Не станем останавливаться на второстепенных лицах. Некоторые из них удачны, как, например, Бартоломей, деспот Морейский, Хабар-Симский и другие. Есть и неудачные: жид Схария, например. Но мы не войдем в такой детальный анализ. Наша задача состояла в том, чтобы выяснить общий дух романа, художественный метод его. Нам хотелось подчеркнуть крайне замечательный для тридцатых годов реализм «Басурмана», делающий его выдающимся явлением литературы того времени.
Этот реализм в значительной степени ослабил черту, которая так не по нутру современному читателю в романах Лажечникова, – казенный патриотизм его. Правда, немало его и в «Басурмане». Ортодоксальный взгляд, например, на жидовскую ересь в достаточной степени узок. Но зато какое широкое представление о «славе» в обрисовке Иоанна. Нет уже той малодушной боязни сказать слово осуждения, «патриотизм» не заключается в употреблении исключительно светлых красок, «преданность» не состоит из одной сервильности.
«Басурман» вызвал большое оживление в критике. Обсуждению его было уделено весьма много места, и, за исключением «Северной пчелы», это обсуждение было весьма лестное для автора. «Северная пчела», как мы знаем, с пеной у рта набросилась на Лажечникова. В целых трех статьях она, что называется, в клочки разносила роман. Булгарин был страшно задет отзывом «Отечественных записок» и «Библиотекой для чтения», которые называли Лажечникова первым русским романистом. Булгарину самому хотелось быть первым русским романистом. Критика начиналась со страшной брани за слог, который, по мнению Булгарина, в «Басурмане» отвратителен.
«Как же можно быть великим и первым писателем, каким провозгласили г. Лажечникова «Библиотека для чтения» и «Отечественные записки», без языка и слога! Как же можно быть великим писателем, не умея писать, то есть не зная грамматики и не владея слогом? Ведь мы не в киргизской степи и не можем довольствоваться бессвязным рассказом дикаря о подвигах какого-нибудь удальца, рассказом, от которого в киргизской степи требуется только, чтоб он сократил время, пока изжарится конское мясо! Мы народ образованный, требуем искусства, а нет искусства без первоначального механизма» (№ 46).
Нужно заметить, что слог Лажечникова, именно вычурность и затем своеобразная орфография составляли предмет нападок даже дружелюбно относившихся к нашему автору критиков. Нам нельзя об этом судить, потому что если слог Лажечникова и кажется нам вычурным, но ведь спрашивается, слог какого другого писателя тридцатых годов не кажется нам вычурным? Слог этого же самого Лажечникова в позднейших его произведениях старческого возраста гораздо менее вычурен. И если старик проявил такую восприимчивость, если под влиянием упрощения слога всей литературы сороковых и пятидесятых годов шестидесятилетний старик меняет и свой слог, то не ясно ли, что вычурность слога первых его произведений главным образом есть вина времени. Что же касается правописания Лажечникова, то оно действительно было странное. Он писал: этех, этово, ево, моево, твоево, своево, какбудто, можетстаться, кактеперь, полагая, что такая орфография ближе подходит к разговорной речи. Но, конечно, один только Булгарин мог строить на этом свою «критику».

# [ПИСЬМЕННОЕ ЗАДАНИЕ]
Ответьте коротко на вопросы по тексту для чтения.
1. Что, по словам автора, делает «Басурмана» выдающимся явлением литературы того времени?
2. Какие два издания называли Лажечникова первым русским романистом?
3. Почему Лажечников писал «ево» и «какбудто»?
Эти строки не связаны с текстом для чтения.

# [СПИСОК СТРОК]
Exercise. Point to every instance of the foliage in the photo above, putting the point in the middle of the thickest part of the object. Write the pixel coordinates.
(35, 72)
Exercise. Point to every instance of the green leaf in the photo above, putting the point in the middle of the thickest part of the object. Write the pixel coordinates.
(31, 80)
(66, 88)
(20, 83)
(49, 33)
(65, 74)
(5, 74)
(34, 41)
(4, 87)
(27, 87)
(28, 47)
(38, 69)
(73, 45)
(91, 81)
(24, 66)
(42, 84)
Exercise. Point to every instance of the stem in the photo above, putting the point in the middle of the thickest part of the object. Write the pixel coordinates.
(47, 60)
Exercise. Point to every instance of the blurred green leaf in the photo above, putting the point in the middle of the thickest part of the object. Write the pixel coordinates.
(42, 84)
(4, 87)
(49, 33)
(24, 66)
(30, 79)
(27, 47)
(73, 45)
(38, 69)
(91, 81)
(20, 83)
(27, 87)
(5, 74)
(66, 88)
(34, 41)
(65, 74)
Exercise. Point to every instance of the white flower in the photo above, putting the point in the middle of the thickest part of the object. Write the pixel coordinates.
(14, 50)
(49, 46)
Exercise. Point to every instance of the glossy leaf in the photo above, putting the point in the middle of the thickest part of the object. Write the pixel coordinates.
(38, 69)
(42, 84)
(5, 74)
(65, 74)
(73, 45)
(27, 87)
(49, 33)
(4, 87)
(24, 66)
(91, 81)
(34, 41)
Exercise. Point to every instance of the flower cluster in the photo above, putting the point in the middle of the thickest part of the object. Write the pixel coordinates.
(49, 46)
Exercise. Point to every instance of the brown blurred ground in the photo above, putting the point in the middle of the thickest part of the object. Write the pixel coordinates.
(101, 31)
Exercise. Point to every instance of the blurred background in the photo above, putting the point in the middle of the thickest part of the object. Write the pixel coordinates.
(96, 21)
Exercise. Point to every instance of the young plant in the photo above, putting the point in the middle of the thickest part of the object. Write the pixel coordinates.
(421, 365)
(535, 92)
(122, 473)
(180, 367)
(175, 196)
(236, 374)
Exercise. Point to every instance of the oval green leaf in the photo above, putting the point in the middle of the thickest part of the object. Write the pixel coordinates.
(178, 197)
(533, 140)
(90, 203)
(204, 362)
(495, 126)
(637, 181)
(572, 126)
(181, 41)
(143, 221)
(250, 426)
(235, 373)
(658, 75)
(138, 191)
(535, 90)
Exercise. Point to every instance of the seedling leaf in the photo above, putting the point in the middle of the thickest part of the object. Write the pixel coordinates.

# [ОТВЕТ]
1. Реализм романа, крайне замечательный для тридцатых годов.
2. «Отечественные записки» и «Библиотека для чтения».
3. Он полагал, что такая орфография ближе подходит к разговорной речи.